EXERCISE INSTRUCTIONS: In the entries below, count each line holding the word "mouth". Answer with the total alone.

[Stored data entries]
***
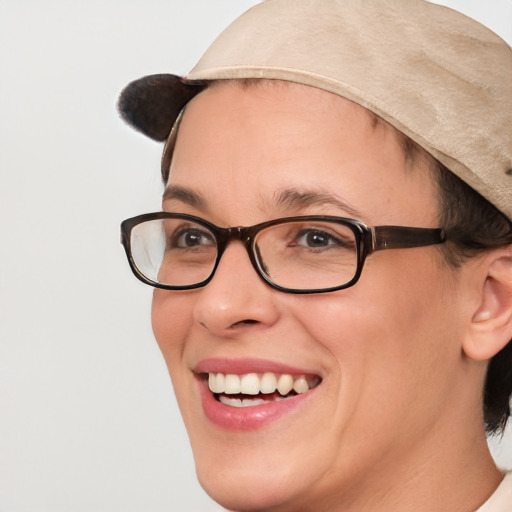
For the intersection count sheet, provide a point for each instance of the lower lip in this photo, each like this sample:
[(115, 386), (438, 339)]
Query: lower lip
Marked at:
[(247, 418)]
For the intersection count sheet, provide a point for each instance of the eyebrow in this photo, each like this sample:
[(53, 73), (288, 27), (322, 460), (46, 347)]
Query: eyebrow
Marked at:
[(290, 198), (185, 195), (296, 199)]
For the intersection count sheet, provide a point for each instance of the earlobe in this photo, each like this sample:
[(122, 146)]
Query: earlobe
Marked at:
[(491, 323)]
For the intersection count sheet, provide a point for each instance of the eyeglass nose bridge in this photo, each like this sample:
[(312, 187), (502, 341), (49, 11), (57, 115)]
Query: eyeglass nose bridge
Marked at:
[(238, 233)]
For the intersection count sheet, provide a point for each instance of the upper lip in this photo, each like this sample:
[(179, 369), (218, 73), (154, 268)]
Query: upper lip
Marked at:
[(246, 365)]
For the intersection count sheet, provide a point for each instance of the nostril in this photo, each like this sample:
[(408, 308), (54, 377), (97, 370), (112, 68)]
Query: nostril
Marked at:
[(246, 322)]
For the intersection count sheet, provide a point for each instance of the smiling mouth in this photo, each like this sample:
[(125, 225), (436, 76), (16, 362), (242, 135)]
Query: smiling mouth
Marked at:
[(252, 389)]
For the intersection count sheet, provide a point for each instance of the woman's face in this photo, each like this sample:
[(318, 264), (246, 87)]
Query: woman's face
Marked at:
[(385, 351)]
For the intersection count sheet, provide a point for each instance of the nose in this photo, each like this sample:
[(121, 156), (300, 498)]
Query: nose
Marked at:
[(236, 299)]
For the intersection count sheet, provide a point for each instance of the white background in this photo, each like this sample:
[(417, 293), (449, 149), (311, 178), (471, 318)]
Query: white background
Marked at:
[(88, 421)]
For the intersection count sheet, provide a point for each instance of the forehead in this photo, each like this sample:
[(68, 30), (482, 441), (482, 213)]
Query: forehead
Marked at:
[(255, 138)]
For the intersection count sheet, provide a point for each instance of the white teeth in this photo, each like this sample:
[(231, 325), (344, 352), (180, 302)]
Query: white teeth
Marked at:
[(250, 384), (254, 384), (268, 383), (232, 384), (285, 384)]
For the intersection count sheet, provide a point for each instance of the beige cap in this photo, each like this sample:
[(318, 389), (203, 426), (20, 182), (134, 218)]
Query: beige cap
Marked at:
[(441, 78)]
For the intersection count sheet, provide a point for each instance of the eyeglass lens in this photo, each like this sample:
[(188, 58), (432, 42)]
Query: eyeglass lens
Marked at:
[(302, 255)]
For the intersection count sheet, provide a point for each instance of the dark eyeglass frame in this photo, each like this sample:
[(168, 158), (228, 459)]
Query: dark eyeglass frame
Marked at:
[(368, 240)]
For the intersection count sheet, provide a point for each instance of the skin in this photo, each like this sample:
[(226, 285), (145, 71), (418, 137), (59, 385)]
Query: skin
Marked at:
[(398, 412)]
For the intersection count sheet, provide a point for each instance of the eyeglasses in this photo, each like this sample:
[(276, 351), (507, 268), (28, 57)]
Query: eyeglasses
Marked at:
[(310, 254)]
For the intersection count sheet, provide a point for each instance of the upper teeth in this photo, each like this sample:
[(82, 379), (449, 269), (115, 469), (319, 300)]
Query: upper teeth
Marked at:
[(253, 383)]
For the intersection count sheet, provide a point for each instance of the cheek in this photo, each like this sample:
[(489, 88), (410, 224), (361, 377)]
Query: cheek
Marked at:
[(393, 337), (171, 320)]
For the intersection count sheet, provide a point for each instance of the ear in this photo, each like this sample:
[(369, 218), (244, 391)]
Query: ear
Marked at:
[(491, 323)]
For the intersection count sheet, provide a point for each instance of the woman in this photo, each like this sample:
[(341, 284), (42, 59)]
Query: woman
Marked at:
***
THE COMPLETED TASK: 2